(Text):

It’s common for people to start their tax planning later in life. However, the key thing to note about tax planning is that the earlier you do it, the more you will save. That’s the approach that experts recommend. As for Section 80C, i.e. a key section of the Online Income Tax Act, there are several tax-saving schemes you can invest in. Let’s take a look at some of the best tax-saving investments under Section 80C:

  • Equity-Linked Saving Scheme Mutual Fund

    The equity-linked saving scheme, or ELSS, is a diversified mutual fund scheme. There are 2 noteworthy things about the ELSS. First, you maximum limit of tax exemption in this scheme is Rs 1.5 lakhs; and second, the scheme has a lock-in period of 3 years. Under this scheme, you can earn interest between 5% and 18%. However, the interest is not fixed and is dependent on the market performance. ELSS is based on market capitalisation and industry exposure. As such, it is ideal for individuals with a high-risk appetite since the scheme offers a high return on long-term investment, in addition to the tax benefit exemptions. At present, ELSS is one of the best long-term mutual funds.

  • National Pension Scheme

    National Pension Scheme is one of the best tax-saving investments. Under this scheme, you can avail of tax exemptions in 3 different categories. First, the contribution of up to Rs 1.5 lakhs can be for tax exemption under the IT Act, Section 80C. Second, you can get additional deduction of Rs 50,000 under Section 80CCD (1b). Third, if 10% of your salary is contributed by your employer to the National Pension Scheme, the contributed amount is not taxed. These 3 benefits have made NPS a popular tax-saving scheme. However, the NPS makes it mandatory to invest 40% of the corpus in the annuity plan to earn monthly income. Additionally, only 40% of the fund is exempted from tax at the time of maturity.

(Listing):
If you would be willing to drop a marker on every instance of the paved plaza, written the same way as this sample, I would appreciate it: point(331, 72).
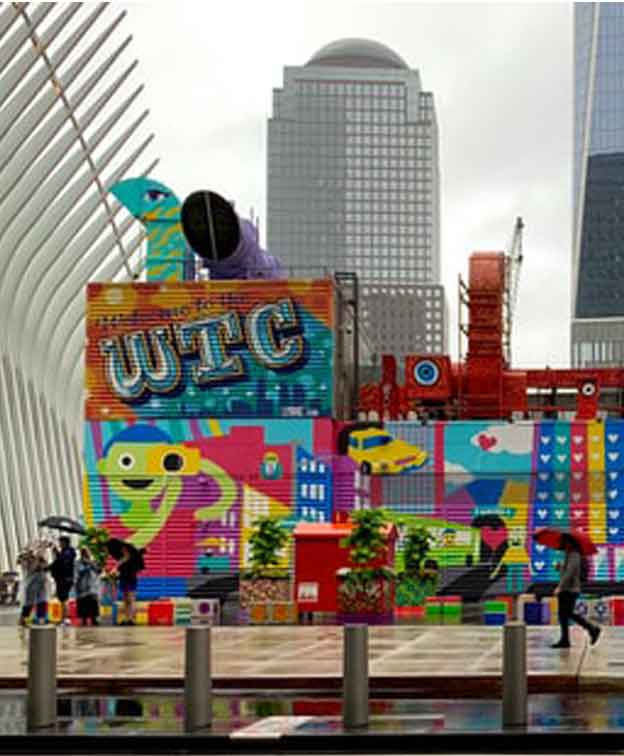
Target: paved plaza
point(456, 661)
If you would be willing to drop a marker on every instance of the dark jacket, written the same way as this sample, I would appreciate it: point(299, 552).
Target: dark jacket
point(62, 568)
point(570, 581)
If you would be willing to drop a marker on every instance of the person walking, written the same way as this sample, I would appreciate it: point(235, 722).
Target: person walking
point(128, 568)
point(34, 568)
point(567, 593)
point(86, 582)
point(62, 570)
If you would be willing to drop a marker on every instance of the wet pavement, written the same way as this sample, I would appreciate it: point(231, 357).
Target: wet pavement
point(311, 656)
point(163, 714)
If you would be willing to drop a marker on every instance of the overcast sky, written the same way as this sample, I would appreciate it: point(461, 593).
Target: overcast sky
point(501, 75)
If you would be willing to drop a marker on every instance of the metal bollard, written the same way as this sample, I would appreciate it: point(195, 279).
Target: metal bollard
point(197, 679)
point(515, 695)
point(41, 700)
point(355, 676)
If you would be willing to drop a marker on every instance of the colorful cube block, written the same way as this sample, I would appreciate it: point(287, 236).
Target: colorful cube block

...

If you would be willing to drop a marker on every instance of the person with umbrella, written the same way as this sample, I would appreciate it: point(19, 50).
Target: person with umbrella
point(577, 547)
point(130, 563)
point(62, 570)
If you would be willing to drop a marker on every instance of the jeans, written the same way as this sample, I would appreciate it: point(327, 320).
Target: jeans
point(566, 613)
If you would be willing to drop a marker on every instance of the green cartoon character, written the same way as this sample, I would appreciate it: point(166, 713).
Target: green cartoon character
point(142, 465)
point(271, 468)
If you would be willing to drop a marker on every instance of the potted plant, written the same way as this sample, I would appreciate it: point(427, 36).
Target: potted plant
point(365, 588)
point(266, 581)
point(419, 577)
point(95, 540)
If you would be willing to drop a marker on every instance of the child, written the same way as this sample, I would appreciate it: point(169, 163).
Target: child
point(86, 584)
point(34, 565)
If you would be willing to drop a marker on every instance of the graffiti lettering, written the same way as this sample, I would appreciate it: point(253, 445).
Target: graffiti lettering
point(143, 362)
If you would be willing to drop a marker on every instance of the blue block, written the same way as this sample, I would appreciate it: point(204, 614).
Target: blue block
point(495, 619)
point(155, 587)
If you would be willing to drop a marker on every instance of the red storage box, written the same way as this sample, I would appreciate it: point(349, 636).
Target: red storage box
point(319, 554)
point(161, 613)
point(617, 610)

(Tasks to perform):
(1) According to the text on tax-saving investments, what is the lock-in period of the ELSS?
(2) List the three categories of tax exemption that the text on tax-saving investments gives for the National Pension Scheme.
(3) Copy the passage from the text on tax-saving investments, beginning at the words "National Pension Scheme is" and stopping after "time of maturity.".

(Responses in order):
(1) 3 years.

(2)
- Contributions of up to Rs 1.5 lakhs are eligible for tax exemption under Section 80C of the IT Act.
- An additional deduction of Rs 50,000 is available under Section 80CCD (1b).
- If the employer contributes 10% of the salary to the National Pension Scheme, the contributed amount is not taxed.

(3)
National Pension Scheme is one of the best tax-saving investments. Under this scheme, you can avail of tax exemptions in 3 different categories. First, the contribution of up to Rs 1.5 lakhs can be for tax exemption under the IT Act, Section 80C. Second, you can get additional deduction of Rs 50,000 under Section 80CCD (1b). Third, if 10% of your salary is contributed by your employer to the National Pension Scheme, the contributed amount is not taxed. These 3 benefits have made NPS a popular tax-saving scheme. However, the NPS makes it mandatory to invest 40% of the corpus in the annuity plan to earn monthly income. Additionally, only 40% of the fund is exempted from tax at the time of maturity.